== Data excerpts ==
* * *

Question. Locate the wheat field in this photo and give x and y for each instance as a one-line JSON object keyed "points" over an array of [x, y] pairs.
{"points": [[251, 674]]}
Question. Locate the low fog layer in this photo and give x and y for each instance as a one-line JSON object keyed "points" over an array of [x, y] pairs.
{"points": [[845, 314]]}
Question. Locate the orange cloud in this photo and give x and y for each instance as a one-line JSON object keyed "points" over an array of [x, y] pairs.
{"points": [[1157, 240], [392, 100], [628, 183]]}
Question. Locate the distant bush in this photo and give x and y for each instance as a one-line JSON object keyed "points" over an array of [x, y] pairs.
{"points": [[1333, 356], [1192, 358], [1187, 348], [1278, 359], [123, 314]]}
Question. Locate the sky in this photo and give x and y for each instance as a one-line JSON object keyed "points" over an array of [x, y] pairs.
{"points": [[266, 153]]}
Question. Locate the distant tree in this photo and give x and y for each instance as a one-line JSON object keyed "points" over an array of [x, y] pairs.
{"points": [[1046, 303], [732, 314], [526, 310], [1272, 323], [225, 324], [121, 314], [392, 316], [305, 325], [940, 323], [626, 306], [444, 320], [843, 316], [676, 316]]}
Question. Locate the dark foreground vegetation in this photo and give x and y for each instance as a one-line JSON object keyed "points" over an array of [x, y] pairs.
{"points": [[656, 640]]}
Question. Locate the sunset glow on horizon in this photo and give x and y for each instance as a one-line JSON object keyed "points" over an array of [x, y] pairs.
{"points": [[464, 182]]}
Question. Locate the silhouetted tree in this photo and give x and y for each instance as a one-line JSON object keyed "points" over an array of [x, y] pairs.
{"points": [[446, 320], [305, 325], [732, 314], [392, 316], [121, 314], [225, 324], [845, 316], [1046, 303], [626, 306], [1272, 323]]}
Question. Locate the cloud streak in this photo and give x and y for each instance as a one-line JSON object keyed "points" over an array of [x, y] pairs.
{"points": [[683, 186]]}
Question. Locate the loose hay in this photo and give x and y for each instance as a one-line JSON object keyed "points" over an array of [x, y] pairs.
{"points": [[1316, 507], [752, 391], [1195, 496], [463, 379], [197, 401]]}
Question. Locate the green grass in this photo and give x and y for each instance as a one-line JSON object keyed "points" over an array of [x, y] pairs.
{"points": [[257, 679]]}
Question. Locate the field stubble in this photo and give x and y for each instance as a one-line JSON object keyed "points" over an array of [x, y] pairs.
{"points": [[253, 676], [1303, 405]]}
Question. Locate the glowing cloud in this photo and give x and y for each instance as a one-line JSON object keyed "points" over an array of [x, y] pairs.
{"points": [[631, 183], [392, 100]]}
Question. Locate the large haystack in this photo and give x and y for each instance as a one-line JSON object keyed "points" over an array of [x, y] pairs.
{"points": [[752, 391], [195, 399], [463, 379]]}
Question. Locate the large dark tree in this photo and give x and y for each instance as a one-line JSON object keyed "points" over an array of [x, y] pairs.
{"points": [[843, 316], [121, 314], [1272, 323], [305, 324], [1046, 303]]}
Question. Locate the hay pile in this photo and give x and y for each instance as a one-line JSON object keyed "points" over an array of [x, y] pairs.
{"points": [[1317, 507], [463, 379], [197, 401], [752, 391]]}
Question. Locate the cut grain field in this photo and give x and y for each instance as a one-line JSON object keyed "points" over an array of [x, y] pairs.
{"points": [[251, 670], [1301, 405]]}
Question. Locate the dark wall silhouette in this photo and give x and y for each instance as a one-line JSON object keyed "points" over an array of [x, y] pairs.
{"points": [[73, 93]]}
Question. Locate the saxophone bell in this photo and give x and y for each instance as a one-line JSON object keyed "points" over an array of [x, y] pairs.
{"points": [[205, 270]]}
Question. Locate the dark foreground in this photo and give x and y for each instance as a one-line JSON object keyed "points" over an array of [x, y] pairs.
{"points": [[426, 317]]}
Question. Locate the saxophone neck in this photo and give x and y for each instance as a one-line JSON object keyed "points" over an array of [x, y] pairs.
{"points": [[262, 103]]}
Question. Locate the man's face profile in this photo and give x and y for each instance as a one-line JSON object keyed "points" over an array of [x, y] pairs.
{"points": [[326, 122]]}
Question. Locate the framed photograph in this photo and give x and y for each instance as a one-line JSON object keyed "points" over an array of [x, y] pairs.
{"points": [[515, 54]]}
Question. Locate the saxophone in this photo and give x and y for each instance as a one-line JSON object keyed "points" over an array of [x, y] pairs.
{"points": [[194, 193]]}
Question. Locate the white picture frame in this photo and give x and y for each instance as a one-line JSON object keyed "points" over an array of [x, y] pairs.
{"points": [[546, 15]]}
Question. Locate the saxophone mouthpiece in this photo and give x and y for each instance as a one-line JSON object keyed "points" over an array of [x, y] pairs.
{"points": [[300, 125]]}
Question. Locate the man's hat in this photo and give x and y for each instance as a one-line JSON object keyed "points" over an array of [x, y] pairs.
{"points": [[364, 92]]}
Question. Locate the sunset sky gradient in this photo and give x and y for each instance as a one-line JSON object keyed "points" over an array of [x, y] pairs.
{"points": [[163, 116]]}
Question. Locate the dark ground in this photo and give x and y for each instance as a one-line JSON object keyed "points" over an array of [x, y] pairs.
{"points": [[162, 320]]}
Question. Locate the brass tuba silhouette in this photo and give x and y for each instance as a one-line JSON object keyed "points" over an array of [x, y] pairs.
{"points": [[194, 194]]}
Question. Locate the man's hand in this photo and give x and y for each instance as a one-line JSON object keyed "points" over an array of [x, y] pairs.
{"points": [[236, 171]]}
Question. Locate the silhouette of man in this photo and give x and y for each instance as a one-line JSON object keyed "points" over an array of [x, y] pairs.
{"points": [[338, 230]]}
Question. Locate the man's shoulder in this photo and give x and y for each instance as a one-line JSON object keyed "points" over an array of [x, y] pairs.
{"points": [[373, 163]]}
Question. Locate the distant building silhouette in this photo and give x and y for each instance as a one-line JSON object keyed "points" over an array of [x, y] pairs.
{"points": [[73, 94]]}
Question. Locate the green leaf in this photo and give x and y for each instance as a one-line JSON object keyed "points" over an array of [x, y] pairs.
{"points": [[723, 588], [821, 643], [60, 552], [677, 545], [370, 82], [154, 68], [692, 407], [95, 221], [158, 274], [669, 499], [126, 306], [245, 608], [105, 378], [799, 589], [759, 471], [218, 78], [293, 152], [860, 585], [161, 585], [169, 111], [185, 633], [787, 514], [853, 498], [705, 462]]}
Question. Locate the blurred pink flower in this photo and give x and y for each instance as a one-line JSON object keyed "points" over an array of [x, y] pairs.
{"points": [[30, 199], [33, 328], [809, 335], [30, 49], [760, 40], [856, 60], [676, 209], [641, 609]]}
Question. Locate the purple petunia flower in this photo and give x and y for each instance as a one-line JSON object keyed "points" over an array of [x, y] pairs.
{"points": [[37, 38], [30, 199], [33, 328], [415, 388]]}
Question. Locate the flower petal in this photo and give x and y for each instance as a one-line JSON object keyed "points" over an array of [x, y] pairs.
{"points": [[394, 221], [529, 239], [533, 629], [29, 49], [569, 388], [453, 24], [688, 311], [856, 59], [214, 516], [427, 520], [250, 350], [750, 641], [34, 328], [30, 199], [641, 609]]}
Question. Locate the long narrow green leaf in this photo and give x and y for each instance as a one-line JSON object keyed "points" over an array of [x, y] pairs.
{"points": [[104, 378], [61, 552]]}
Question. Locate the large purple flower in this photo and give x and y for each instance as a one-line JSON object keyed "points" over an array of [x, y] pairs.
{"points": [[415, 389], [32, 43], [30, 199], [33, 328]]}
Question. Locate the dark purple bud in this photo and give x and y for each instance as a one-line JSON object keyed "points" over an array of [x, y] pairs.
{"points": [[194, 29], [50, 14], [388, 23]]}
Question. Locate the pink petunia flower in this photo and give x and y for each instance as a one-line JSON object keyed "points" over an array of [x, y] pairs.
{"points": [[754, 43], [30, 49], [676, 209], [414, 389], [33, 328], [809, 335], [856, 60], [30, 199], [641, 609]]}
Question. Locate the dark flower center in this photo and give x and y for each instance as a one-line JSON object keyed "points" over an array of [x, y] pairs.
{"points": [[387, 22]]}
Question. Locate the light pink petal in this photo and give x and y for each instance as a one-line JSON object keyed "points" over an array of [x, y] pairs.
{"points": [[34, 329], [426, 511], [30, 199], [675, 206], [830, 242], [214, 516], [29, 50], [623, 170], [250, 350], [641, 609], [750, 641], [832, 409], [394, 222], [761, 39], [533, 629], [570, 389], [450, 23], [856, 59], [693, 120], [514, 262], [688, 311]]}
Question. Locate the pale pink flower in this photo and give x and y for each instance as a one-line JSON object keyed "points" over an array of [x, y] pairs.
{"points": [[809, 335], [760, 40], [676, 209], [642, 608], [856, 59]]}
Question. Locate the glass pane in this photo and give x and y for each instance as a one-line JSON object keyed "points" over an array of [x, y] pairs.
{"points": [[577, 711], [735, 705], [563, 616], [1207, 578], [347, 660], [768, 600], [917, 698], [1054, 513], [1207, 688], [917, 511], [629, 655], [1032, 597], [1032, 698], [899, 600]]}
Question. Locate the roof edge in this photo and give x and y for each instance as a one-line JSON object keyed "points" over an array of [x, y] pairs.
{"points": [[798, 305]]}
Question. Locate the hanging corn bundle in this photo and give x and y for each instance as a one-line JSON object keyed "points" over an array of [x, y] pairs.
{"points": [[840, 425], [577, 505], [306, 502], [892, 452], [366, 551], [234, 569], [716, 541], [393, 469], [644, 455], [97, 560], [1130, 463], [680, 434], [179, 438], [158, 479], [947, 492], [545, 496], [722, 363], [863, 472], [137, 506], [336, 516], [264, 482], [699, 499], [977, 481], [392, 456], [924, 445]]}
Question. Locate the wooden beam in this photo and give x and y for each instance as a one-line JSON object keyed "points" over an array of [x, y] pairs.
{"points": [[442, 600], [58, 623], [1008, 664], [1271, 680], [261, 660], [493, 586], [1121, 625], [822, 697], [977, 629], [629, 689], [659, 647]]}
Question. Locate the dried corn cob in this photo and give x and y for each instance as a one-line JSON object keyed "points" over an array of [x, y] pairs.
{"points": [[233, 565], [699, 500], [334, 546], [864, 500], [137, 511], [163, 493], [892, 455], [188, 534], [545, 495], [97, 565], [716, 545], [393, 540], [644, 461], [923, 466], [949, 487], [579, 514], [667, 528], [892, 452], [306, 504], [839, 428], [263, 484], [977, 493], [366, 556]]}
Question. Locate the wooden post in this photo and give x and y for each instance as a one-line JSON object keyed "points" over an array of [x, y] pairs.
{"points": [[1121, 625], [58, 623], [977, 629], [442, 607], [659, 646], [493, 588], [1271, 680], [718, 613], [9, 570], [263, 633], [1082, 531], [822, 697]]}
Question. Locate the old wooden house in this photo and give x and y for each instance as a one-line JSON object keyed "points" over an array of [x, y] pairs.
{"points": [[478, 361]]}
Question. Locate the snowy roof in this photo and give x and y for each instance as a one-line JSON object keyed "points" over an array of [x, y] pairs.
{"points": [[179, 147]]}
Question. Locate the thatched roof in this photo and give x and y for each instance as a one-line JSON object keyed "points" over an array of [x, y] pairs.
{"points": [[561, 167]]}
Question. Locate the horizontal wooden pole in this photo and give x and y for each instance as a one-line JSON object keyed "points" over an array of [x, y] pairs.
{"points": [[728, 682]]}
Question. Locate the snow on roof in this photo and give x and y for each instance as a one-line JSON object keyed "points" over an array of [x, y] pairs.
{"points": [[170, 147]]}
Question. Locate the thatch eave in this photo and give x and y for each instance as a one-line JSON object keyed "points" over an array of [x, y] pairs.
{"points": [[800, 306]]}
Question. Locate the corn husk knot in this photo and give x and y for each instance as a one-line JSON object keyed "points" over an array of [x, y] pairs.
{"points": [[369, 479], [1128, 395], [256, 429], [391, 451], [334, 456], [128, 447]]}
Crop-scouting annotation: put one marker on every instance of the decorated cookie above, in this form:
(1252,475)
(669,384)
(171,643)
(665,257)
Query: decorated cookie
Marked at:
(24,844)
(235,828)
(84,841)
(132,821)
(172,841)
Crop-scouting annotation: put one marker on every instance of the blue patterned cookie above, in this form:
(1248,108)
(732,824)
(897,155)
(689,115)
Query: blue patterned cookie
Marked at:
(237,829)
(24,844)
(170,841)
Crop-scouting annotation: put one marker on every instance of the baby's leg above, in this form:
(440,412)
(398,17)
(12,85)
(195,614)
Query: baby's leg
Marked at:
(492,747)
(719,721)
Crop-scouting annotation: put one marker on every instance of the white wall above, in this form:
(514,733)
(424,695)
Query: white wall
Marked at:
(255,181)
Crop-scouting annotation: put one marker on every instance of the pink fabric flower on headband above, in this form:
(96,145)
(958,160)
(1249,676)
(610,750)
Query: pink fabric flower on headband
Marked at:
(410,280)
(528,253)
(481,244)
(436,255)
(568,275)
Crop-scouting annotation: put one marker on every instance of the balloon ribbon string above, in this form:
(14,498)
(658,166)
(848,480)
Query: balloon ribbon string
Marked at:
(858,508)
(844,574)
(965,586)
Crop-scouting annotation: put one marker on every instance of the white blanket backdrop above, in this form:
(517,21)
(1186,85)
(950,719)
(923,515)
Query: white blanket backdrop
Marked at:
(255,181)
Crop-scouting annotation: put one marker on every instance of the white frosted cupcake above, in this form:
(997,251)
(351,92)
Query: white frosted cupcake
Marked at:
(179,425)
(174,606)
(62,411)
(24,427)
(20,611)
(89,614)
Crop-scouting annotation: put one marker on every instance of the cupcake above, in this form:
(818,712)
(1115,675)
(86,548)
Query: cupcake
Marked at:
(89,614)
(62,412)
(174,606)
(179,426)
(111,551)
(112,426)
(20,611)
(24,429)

* * *

== Short exercise ==
Reproduce everything in the material above from the line containing "of the cupcake" down through the final line, keeping each line the same.

== Final answer ==
Crop-scouting annotation: put one marker on every instance of the cupcake above, in this form:
(818,712)
(1115,675)
(86,548)
Query: cupcake
Marked at:
(89,614)
(62,412)
(174,606)
(179,426)
(111,551)
(112,426)
(20,611)
(24,429)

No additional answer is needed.